_TEXT PROVIDED:_
_____

2. Yesterday, Shri Shaib Singh Verma, MP and former Chief Minister of Delhi, brought to my notice a case in which a Nursery School site in Rohini has been allotted for what he termed as „Semi-commercial activity „. Earlier in the day, another deputation of Pitampura had met me with similar grievances.

3. I think, in the present conditions, wherein over-crowding and congestion is becoming a menace in Delhi, allotment of Nursery School sites for purpose other than the purpose specified in the lay-out plan, would not be in public interest. Such allotment should cease forthwith. The area should be used for the

Nursery School, which is meant for the small children in the neighbourhood, or developed/kept as green park- If there is any case of exceptional nature which requires special consideration, specific orders of the Ministry should be obtained.

(Jagmohan) 02.12.1999 Secretary(UD) JS(UD) VC, DDA Commissioning (Institutional Planning), DDA" (emphasis supplied)

_____

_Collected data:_
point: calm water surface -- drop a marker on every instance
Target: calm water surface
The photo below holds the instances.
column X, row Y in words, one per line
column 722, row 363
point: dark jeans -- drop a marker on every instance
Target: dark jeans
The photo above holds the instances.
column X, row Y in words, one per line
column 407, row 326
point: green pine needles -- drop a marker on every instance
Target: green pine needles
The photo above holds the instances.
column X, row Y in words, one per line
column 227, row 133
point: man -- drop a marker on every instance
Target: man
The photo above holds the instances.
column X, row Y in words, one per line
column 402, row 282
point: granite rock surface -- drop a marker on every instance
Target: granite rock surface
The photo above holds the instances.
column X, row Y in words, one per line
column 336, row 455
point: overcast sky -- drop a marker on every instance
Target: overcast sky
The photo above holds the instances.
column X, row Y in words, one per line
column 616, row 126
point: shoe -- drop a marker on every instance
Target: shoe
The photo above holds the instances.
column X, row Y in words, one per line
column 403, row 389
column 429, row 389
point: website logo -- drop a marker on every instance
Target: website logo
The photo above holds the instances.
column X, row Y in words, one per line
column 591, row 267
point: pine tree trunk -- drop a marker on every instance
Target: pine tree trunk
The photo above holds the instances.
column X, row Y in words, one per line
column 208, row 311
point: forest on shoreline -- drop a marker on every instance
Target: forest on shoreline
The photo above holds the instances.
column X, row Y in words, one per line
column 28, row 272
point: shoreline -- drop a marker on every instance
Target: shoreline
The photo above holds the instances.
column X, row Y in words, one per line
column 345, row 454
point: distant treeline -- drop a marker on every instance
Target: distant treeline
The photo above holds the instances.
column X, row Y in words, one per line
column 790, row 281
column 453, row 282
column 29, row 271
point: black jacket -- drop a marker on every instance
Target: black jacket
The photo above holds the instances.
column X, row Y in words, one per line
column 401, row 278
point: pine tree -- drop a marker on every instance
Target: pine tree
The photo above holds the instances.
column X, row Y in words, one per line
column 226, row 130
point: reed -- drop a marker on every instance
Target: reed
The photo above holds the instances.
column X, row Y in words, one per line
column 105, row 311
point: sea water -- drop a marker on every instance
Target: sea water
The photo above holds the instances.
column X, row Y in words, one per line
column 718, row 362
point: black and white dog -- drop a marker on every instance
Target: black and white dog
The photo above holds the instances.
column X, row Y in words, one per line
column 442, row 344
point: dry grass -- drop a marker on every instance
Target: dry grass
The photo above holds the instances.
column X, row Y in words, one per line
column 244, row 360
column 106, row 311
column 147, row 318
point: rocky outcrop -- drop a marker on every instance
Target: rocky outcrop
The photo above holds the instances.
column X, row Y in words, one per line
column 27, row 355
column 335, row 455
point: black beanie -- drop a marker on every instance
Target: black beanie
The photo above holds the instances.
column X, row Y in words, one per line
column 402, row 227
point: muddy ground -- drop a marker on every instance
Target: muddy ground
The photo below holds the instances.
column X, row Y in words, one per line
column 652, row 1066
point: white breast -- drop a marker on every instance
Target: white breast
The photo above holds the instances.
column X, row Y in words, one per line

_____

_INSTRUCTIONS:_
**1.** Write out the passage of the memo on Nursery School sites starting at "2. Yesterday, Shri" and ending at "should be obtained.", replacing "Nursery School" with "Primary School" throughout.
**2.** Translate this sentence from the memo on Nursery School sites into French: "Such allotment should cease forthwith."
This material was drawn from a source separate from the memo on Nursery School sites.

_CORRECT ANSWERS:_
**1.**
2. Yesterday, Shri Shaib Singh Verma, MP and former Chief Minister of Delhi, brought to my notice a case in which a Primary School site in Rohini has been allotted for what he termed as „Semi-commercial activity „. Earlier in the day, another deputation of Pitampura had met me with similar grievances.

3. I think, in the present conditions, wherein over-crowding and congestion is becoming a menace in Delhi, allotment of Primary School sites for purpose other than the purpose specified in the lay-out plan, would not be in public interest. Such allotment should cease forthwith. The area should be used for the

Primary School, which is meant for the small children in the neighbourhood, or developed/kept as green park- If there is any case of exceptional nature which requires special consideration, specific orders of the Ministry should be obtained.

**2.** Une telle attribution devrait cesser immédiatement.